Quote the data below in full, please, without altering anything.

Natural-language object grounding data
*** Begin section ***

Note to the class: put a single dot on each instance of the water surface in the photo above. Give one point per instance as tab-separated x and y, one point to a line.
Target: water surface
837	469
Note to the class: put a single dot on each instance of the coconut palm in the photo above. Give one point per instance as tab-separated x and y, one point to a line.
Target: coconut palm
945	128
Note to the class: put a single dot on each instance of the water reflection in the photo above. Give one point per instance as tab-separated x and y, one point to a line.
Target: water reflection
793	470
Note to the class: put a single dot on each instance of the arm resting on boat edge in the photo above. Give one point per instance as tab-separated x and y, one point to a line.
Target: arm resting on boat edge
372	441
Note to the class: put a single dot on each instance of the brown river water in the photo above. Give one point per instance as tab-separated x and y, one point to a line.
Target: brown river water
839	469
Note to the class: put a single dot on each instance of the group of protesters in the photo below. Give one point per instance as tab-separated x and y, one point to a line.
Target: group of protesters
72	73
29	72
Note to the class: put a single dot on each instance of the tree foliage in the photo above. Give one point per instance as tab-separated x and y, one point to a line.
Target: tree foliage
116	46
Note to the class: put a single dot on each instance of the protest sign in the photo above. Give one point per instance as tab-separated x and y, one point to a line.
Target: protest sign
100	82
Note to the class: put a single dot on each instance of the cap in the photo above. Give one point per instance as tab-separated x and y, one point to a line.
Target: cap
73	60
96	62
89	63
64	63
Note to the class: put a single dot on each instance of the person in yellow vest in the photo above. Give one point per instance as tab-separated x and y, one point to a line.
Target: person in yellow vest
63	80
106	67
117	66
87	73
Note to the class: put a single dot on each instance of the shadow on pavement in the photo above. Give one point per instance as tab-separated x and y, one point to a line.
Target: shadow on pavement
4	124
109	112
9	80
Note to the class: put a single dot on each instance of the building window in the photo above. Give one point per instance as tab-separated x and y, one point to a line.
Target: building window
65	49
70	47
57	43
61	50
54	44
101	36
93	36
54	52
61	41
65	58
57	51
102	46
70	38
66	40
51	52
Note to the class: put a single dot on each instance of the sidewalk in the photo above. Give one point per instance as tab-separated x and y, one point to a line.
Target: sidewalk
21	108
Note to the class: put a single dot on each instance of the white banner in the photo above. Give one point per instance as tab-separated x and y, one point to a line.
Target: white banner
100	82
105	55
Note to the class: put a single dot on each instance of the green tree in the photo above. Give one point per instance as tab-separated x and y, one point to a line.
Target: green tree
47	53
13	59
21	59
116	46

*** End section ***

-- ANSWER SPACE --
Note to the class: put a single dot on each instance of the water surface in the photo above. Give one point per instance as tab-separated x and y, one point to a line.
Target: water surface
837	469
Note to the class: put a single dot on each instance of the coconut palm in the photo above. Give one point per instance as tab-separated x and y, one point to a line.
Target: coconut palm
945	128
Note to the class: put a single dot on each instance of the water reflection in the photo above. Give one point per instance as tab-separated x and y, one point to a line.
Target: water reflection
793	470
Note to the class: put a single dot on each instance of the arm resting on boat edge in the photo above. Give one point per instance as tab-separated x and y, one point to a line.
Target: arm resting on boat edge
372	441
Note to the class: put a single dot on each instance of the brown river water in the photo above. Give one point per instance as tab-separated x and y, one point to a line.
Target: brown river water
839	469
Note to the class: put a single dot on each instance of the group of protesters in the photo below. Give one point per instance as tab-separated x and y, one point to a line.
Target: group of protesters
72	73
29	72
Note to the class: put a single dot on each instance of the tree foliage in the photo above. Give one point per instance as tab-separated x and y, one point to a line.
Target: tree foliage
116	46
Note to the class: put a single dot on each instance of the protest sign in the photo above. Give one point per instance as tab-separated x and y, one point to a line.
Target: protest sign
100	82
Note to the class: put a single dot on each instance of the cap in the photo above. Give one point per instance as tab-separated x and y, one point to a line.
Target: cap
73	60
96	62
89	63
64	63
Note to the class: put a single dot on each instance of the person in yellow vest in the photo above. Give one point per instance as tab-separated x and y, one point to a line.
Target: person in yellow vest
63	80
106	67
117	66
87	73
Note to the class: put a single dot on each instance of the shadow on pavement in the photo above. Give one point per instance as tab-separated x and y, one point to a line.
Target: shadow on pavement
4	124
109	112
9	80
Note to the class: put a single dot on each instance of the building window in the photo above. Give one point per instance as tab-separated x and y, one point to a line.
Target: building window
65	49
70	47
57	43
61	50
54	44
101	36
93	36
54	52
61	41
65	58
57	51
102	46
70	38
66	40
51	52
Note to the class: put a single dot on each instance of the sidewalk in the photo above. Give one point per instance as tab-separated x and y, one point to a line.
Target: sidewalk
21	108
Note to the class: put a single dot on each instance of the white banner in the photo above. Give one point per instance as tab-separated x and y, one point to a line.
Target: white banner
100	82
105	55
Note to the class: put a single dot on each instance of the green tree in the photo above. Give one point per instance as tab-separated x and y, one point to a line.
Target: green tree
47	53
13	59
21	59
116	46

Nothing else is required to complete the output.